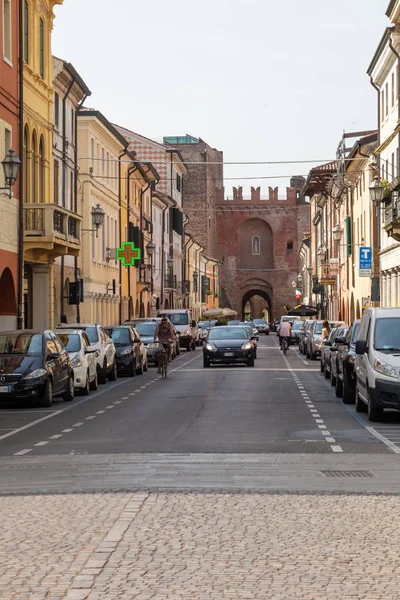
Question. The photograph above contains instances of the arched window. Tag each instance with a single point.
(42, 166)
(255, 248)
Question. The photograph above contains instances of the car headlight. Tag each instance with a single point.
(126, 352)
(210, 347)
(76, 362)
(385, 369)
(36, 374)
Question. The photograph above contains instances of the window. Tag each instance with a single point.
(41, 48)
(7, 42)
(26, 32)
(56, 110)
(255, 248)
(393, 84)
(387, 99)
(56, 179)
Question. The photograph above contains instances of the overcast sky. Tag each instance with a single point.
(259, 79)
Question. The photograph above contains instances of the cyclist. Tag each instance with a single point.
(164, 333)
(285, 331)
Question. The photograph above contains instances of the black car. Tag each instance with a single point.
(227, 345)
(34, 365)
(345, 376)
(127, 349)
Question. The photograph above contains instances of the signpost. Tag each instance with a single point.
(127, 254)
(365, 264)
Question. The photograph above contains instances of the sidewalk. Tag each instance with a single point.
(146, 546)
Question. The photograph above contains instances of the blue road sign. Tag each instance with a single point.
(365, 269)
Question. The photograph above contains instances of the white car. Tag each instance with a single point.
(106, 359)
(377, 364)
(83, 358)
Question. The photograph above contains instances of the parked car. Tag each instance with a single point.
(185, 325)
(345, 374)
(227, 345)
(131, 353)
(303, 336)
(378, 362)
(330, 349)
(262, 326)
(106, 359)
(296, 328)
(34, 365)
(83, 359)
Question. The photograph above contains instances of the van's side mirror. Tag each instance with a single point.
(361, 347)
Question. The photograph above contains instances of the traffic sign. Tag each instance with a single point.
(365, 265)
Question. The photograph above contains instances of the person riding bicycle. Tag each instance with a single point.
(285, 331)
(164, 333)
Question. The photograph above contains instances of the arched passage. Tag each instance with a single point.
(260, 301)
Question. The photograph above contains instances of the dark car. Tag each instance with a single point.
(127, 347)
(34, 365)
(227, 345)
(345, 375)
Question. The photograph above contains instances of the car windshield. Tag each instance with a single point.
(227, 333)
(178, 318)
(71, 341)
(387, 338)
(146, 329)
(92, 334)
(120, 335)
(21, 343)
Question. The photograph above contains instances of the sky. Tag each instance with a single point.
(260, 80)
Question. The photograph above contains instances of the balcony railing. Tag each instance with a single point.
(52, 227)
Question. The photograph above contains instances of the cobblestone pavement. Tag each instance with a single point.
(199, 546)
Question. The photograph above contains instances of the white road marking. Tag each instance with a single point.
(22, 452)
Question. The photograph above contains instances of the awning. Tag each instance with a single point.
(386, 143)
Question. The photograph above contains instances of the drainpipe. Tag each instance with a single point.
(120, 157)
(78, 308)
(20, 290)
(64, 189)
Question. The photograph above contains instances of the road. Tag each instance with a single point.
(228, 482)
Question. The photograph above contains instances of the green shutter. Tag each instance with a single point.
(349, 240)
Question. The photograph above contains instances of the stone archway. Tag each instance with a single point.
(252, 296)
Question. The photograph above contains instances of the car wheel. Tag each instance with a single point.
(374, 413)
(70, 393)
(94, 383)
(112, 376)
(348, 390)
(102, 373)
(339, 388)
(360, 405)
(47, 398)
(86, 390)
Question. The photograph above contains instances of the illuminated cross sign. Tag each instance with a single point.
(128, 254)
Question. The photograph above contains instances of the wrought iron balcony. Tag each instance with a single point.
(392, 217)
(52, 228)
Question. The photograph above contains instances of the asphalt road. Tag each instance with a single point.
(282, 405)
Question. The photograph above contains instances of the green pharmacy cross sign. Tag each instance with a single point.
(128, 254)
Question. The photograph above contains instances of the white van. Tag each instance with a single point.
(187, 328)
(377, 364)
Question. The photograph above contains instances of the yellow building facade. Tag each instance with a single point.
(49, 230)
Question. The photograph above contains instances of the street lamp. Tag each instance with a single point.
(11, 167)
(376, 191)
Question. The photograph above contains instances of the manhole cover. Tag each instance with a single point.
(347, 474)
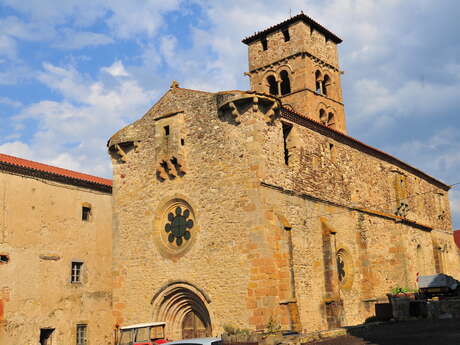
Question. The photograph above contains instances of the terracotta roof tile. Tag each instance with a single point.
(24, 163)
(299, 17)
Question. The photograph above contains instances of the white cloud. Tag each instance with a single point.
(10, 102)
(72, 39)
(117, 69)
(18, 149)
(73, 132)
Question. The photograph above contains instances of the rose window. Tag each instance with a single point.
(178, 226)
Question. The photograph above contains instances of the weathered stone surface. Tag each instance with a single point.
(275, 198)
(42, 232)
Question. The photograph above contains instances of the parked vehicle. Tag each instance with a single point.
(438, 285)
(152, 333)
(197, 341)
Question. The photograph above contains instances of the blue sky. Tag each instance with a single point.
(74, 72)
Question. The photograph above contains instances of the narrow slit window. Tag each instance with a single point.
(86, 213)
(82, 334)
(264, 43)
(285, 83)
(76, 272)
(286, 131)
(286, 35)
(272, 85)
(331, 151)
(318, 82)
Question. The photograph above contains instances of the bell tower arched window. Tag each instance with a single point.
(318, 82)
(285, 83)
(327, 119)
(272, 85)
(322, 116)
(325, 84)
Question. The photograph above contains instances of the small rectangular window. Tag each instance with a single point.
(46, 336)
(286, 35)
(82, 334)
(331, 152)
(76, 272)
(4, 259)
(264, 43)
(85, 213)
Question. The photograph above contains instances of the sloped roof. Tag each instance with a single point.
(300, 17)
(27, 167)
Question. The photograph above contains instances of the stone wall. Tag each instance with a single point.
(266, 235)
(42, 232)
(306, 54)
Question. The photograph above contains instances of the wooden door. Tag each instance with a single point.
(193, 327)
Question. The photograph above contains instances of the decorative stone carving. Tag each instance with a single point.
(169, 169)
(237, 104)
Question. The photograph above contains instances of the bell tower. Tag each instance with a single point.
(297, 61)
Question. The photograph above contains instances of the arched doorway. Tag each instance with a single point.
(184, 308)
(193, 326)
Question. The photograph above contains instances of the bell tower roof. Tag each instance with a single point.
(300, 17)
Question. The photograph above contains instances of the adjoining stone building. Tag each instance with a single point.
(55, 255)
(238, 207)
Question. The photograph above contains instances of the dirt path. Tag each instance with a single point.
(421, 332)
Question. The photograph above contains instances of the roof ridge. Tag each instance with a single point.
(301, 16)
(33, 165)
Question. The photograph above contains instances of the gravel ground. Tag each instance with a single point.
(420, 332)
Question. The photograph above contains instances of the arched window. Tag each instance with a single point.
(322, 116)
(285, 83)
(325, 84)
(327, 119)
(272, 85)
(318, 81)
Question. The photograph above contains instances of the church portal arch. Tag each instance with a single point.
(184, 308)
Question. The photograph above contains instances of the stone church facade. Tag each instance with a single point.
(241, 207)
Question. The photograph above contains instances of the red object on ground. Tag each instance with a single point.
(457, 238)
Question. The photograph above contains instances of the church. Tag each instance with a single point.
(254, 207)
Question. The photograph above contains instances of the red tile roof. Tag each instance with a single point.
(457, 237)
(49, 169)
(299, 17)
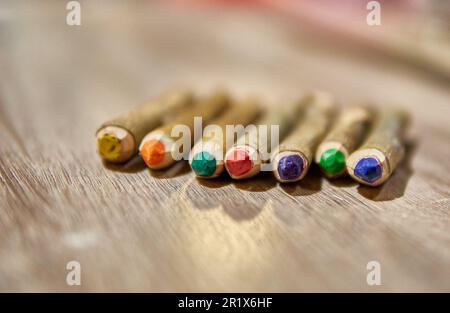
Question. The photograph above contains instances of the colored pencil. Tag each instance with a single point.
(247, 157)
(293, 158)
(374, 162)
(159, 149)
(206, 158)
(118, 139)
(344, 137)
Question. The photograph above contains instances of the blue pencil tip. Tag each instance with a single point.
(290, 167)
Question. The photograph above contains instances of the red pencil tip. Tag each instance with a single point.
(238, 162)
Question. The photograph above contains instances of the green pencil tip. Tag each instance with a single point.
(332, 162)
(203, 164)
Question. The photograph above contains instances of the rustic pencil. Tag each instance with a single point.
(246, 158)
(344, 137)
(293, 158)
(118, 139)
(206, 158)
(159, 149)
(374, 162)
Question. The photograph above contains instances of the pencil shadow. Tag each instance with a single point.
(264, 181)
(178, 169)
(311, 184)
(395, 186)
(135, 165)
(239, 206)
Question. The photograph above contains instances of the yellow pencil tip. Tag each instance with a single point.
(109, 147)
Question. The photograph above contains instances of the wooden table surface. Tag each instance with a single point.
(136, 230)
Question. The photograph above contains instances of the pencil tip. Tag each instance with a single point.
(368, 169)
(238, 162)
(203, 164)
(332, 161)
(290, 167)
(153, 152)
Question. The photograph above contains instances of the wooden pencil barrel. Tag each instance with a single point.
(207, 108)
(351, 127)
(388, 136)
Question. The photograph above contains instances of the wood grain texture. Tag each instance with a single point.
(136, 230)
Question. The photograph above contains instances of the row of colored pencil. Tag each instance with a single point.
(366, 144)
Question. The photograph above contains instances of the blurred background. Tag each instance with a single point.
(142, 232)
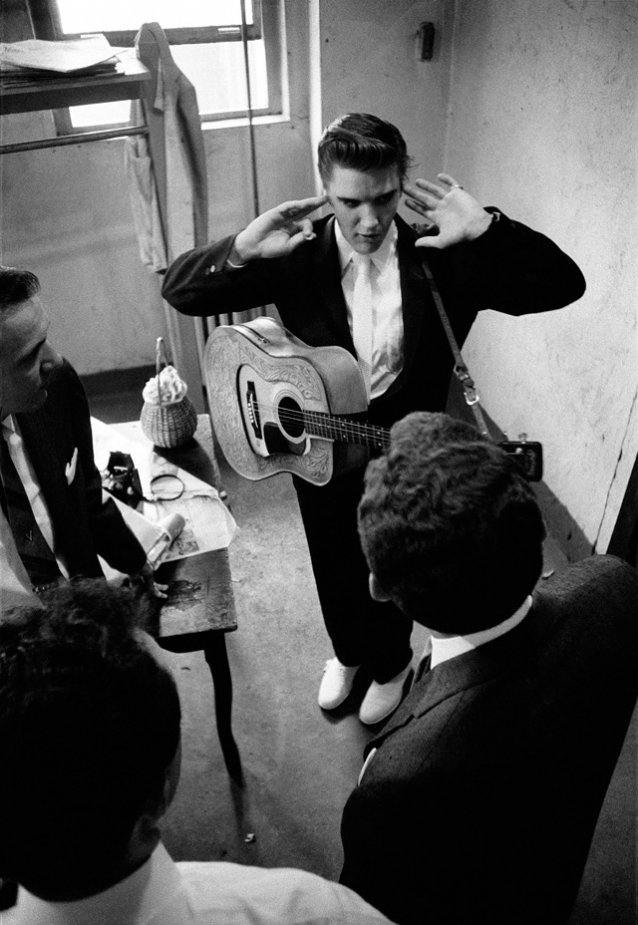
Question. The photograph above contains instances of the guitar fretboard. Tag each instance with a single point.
(344, 430)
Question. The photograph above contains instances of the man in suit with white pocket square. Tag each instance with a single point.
(355, 279)
(53, 520)
(479, 798)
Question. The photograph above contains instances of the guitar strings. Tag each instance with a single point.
(326, 421)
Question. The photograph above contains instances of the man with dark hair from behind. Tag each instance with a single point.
(355, 279)
(479, 798)
(89, 763)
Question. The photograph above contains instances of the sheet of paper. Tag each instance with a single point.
(208, 522)
(64, 57)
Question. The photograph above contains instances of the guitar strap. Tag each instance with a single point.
(461, 371)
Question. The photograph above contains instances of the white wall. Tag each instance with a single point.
(531, 105)
(543, 123)
(66, 215)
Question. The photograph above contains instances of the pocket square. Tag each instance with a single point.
(70, 468)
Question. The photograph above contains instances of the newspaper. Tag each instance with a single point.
(208, 524)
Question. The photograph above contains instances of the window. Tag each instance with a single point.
(206, 42)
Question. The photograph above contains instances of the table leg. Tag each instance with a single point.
(217, 658)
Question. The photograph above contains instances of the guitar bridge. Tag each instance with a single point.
(252, 406)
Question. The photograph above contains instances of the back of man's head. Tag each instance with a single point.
(450, 527)
(89, 725)
(360, 141)
(16, 286)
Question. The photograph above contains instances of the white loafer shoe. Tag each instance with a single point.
(336, 684)
(382, 699)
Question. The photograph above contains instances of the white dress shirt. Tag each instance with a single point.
(15, 585)
(204, 893)
(443, 648)
(387, 325)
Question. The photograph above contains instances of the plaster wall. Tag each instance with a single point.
(542, 122)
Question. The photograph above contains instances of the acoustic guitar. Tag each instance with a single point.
(278, 405)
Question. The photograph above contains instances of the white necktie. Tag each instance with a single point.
(362, 315)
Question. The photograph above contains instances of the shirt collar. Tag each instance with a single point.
(380, 258)
(136, 898)
(442, 648)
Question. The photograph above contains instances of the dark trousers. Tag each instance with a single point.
(363, 631)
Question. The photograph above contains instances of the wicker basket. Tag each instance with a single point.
(167, 425)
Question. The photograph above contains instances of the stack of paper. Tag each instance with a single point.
(24, 63)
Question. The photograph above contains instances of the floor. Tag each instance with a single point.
(300, 764)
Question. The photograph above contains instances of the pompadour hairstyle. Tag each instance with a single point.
(362, 142)
(89, 724)
(16, 286)
(449, 525)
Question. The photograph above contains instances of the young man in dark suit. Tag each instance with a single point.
(53, 520)
(91, 749)
(478, 799)
(355, 279)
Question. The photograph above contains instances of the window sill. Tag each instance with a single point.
(274, 119)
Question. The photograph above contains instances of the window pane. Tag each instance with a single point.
(118, 15)
(215, 70)
(217, 73)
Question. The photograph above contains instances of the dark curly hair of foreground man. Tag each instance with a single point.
(89, 764)
(479, 798)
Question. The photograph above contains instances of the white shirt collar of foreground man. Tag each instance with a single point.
(162, 892)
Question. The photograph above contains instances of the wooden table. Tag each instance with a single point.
(204, 629)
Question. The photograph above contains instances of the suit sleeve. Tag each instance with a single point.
(113, 539)
(200, 283)
(510, 268)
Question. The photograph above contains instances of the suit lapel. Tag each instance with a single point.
(41, 437)
(326, 272)
(413, 292)
(469, 670)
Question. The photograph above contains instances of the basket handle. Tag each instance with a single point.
(162, 359)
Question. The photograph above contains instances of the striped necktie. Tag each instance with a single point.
(363, 315)
(35, 552)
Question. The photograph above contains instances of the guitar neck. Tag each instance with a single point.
(344, 430)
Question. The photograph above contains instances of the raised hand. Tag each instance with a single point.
(456, 214)
(278, 231)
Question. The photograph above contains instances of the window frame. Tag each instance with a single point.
(267, 25)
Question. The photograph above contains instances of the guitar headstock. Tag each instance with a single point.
(528, 454)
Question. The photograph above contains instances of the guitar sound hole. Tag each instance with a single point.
(291, 418)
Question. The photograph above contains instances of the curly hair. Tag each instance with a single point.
(362, 142)
(89, 724)
(16, 286)
(449, 525)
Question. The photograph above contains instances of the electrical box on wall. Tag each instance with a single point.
(425, 41)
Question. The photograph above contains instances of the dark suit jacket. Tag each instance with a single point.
(479, 806)
(83, 526)
(509, 268)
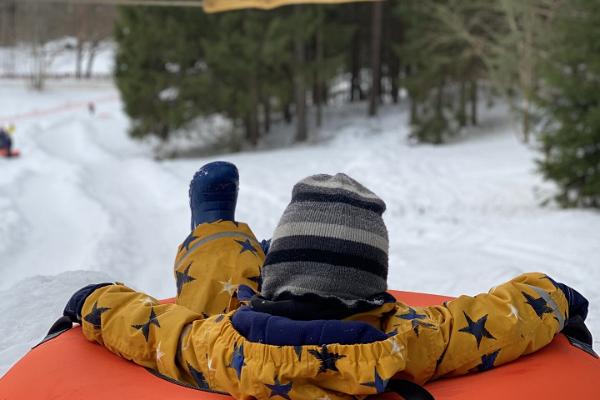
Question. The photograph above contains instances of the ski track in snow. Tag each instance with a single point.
(461, 217)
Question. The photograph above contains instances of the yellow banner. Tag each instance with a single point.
(211, 6)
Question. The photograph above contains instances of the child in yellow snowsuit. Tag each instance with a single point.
(320, 325)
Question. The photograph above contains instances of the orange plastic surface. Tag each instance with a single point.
(70, 367)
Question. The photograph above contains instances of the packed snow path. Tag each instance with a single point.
(461, 217)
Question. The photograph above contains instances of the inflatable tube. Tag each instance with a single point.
(70, 367)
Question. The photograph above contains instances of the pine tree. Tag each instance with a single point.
(159, 68)
(443, 70)
(571, 101)
(244, 58)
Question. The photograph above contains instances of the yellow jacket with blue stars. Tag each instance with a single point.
(211, 340)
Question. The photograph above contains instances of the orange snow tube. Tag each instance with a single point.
(70, 367)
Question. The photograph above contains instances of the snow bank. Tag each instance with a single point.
(461, 217)
(29, 308)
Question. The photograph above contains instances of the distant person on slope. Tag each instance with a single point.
(312, 319)
(6, 140)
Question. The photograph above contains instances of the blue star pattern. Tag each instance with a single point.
(94, 317)
(539, 305)
(487, 361)
(145, 328)
(182, 278)
(198, 377)
(279, 389)
(415, 319)
(326, 359)
(379, 384)
(298, 350)
(477, 328)
(237, 360)
(411, 314)
(188, 241)
(246, 246)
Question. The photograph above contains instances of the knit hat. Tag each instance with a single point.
(331, 242)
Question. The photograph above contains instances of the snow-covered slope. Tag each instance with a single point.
(461, 217)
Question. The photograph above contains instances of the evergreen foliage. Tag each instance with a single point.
(160, 68)
(442, 71)
(571, 102)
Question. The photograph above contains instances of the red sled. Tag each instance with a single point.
(7, 154)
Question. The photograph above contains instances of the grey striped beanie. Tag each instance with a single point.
(331, 241)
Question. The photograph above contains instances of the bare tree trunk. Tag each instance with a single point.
(267, 114)
(318, 86)
(462, 111)
(300, 84)
(376, 28)
(474, 101)
(78, 58)
(91, 56)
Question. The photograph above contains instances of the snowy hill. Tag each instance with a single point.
(84, 197)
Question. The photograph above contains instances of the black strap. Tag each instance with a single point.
(579, 335)
(61, 325)
(409, 390)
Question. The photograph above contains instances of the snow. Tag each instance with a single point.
(87, 204)
(58, 58)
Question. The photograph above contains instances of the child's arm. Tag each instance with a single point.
(138, 328)
(478, 333)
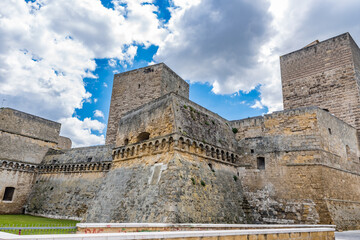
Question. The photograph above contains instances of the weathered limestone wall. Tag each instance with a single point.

· · ·

Given instruction: Starting at the line that contains "Question. The photograph above contains instances of the child's" and ending at the close of the material, repeat the lines with "child's arm" switched to "child's hand" and everything else unchanged. Omit the pictures from your answer.

Output of the task:
Question. The photograph above contains instances of the child's hand. Tag each instance with a single point.
(138, 328)
(478, 333)
Question. The photograph above contains instances of the weathered limestone wall. Tag each instance with a single point.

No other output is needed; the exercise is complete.